GIVEN PROBLEM —
Extract the data below from the line containing "search for apartment" through the line containing "(663, 14), (1000, 397)", inclusive, reproducing those lines verbatim.

*-*-*

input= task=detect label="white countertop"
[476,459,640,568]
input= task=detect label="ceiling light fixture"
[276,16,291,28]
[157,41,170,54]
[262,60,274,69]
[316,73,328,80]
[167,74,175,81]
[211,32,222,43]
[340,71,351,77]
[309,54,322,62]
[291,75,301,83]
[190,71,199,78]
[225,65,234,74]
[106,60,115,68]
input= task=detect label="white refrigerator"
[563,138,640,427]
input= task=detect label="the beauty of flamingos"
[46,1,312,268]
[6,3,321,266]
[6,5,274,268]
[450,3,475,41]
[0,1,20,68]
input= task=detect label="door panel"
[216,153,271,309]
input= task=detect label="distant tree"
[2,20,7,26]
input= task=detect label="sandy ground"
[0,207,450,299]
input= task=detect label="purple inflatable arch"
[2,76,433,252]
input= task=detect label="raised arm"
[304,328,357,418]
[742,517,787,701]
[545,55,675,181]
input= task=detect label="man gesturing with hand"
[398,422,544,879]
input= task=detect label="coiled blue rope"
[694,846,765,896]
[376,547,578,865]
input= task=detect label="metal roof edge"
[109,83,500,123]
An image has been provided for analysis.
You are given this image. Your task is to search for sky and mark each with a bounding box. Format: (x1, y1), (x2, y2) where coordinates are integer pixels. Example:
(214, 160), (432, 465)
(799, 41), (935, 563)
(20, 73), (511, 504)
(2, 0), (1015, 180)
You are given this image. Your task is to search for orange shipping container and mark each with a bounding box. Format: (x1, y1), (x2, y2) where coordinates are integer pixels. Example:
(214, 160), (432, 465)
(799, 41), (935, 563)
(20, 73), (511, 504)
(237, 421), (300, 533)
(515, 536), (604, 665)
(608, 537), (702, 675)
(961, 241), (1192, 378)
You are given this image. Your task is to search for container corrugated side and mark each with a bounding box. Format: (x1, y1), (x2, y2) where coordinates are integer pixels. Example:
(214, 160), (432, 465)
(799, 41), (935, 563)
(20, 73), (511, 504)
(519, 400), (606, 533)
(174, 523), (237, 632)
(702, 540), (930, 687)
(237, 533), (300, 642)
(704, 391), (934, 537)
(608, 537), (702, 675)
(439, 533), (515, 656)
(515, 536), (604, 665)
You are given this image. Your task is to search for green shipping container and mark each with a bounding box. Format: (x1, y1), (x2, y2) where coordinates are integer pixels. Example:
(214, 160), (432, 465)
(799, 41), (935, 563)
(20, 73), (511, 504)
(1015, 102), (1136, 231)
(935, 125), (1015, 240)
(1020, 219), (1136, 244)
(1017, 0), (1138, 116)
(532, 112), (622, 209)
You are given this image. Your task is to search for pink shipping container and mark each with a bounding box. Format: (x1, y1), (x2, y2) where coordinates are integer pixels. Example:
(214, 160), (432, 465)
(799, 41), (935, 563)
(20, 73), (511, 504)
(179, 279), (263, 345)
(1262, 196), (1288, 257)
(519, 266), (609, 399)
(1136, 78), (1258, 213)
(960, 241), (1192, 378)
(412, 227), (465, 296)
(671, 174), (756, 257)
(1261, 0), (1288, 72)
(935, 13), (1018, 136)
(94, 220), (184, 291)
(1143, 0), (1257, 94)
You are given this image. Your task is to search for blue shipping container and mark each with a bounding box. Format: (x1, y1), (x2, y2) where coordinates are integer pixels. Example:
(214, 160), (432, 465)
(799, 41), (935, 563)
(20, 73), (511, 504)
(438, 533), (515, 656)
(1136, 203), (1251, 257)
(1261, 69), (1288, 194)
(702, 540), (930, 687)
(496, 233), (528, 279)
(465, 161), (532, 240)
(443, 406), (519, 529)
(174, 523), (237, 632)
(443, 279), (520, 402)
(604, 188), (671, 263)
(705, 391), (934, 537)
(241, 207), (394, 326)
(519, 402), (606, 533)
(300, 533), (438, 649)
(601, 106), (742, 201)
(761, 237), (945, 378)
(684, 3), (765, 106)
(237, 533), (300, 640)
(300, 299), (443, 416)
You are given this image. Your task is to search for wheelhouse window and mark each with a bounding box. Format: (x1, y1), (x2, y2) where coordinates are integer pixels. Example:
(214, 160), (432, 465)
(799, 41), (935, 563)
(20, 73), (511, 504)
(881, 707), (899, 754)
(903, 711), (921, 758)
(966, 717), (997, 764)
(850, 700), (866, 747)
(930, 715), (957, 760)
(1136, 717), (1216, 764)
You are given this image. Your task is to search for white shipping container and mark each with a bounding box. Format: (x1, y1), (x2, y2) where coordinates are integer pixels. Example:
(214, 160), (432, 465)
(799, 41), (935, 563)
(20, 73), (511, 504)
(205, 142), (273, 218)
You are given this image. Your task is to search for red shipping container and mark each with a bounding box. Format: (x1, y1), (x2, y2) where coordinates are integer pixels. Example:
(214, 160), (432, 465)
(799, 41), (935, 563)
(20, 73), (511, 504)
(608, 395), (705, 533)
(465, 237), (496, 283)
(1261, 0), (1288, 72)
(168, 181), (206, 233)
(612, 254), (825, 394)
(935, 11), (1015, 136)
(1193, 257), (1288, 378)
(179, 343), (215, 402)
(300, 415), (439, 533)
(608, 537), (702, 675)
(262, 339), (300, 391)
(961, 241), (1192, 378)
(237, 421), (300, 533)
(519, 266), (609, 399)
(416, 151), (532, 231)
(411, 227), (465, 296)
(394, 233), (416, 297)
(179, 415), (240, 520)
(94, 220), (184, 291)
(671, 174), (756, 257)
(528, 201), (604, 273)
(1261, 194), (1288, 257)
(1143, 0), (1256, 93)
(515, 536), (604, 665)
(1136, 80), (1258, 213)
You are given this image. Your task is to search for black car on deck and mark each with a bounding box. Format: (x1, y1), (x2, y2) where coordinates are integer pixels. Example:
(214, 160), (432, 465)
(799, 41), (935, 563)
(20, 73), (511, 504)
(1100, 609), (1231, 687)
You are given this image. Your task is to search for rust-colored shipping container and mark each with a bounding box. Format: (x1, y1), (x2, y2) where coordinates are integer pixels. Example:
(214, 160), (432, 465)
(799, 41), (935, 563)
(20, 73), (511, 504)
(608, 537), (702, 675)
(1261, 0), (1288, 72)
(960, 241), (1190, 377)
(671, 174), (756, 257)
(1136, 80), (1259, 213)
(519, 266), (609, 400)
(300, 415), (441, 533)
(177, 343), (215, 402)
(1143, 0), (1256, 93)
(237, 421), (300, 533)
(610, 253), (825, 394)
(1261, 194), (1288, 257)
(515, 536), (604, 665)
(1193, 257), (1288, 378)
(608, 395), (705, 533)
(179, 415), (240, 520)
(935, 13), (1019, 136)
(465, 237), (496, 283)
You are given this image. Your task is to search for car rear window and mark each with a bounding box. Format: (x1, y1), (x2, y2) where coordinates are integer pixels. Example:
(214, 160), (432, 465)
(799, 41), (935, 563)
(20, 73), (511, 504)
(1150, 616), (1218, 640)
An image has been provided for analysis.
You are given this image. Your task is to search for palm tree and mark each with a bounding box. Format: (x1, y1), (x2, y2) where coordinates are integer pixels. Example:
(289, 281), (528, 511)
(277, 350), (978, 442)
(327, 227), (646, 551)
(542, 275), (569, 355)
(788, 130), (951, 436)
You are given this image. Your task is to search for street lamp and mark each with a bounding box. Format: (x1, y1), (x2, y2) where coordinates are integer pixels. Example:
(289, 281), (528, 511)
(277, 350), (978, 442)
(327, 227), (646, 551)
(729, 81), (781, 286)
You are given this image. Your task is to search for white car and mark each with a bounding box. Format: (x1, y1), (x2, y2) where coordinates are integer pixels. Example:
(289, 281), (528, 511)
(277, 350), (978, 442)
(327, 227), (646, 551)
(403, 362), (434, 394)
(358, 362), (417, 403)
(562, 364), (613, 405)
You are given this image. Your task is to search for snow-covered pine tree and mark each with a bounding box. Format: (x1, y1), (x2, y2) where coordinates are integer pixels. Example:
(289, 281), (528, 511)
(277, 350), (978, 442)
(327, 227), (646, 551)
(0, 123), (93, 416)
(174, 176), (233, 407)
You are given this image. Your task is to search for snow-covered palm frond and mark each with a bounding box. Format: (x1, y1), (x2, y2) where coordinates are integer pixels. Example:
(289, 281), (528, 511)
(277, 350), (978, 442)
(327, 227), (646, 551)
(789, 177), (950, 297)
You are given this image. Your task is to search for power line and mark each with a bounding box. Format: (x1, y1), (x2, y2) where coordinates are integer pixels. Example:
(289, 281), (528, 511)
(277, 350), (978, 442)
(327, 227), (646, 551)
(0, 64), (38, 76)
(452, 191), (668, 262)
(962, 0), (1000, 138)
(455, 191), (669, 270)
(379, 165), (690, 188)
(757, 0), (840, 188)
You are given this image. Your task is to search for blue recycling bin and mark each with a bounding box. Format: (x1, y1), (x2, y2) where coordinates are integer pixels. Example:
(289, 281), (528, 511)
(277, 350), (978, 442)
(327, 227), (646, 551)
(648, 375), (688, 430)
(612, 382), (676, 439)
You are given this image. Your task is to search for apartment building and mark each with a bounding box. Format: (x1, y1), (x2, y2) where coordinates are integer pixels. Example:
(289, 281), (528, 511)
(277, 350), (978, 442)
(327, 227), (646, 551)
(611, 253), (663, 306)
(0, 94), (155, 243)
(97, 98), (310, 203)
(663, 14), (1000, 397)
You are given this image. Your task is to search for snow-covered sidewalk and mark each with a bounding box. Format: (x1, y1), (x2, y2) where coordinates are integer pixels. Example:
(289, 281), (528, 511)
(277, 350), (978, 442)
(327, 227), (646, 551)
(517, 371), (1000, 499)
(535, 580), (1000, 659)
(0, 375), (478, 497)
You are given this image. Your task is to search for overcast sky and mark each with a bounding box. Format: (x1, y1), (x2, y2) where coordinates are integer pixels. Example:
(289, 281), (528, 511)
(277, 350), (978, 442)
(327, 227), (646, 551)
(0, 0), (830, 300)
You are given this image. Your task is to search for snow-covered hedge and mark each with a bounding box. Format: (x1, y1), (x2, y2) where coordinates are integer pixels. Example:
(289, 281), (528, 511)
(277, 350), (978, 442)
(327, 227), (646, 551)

*-*-*

RESULT FOR THIS EXERCISE —
You are given this image. Your task is to search for apartment building and mark each with a bounding box. Format: (x1, y1), (x2, y2) where coordinates are integer pixels. Example:
(289, 281), (528, 511)
(277, 350), (978, 442)
(327, 227), (646, 551)
(611, 253), (663, 306)
(0, 94), (155, 243)
(97, 98), (310, 203)
(663, 14), (1000, 397)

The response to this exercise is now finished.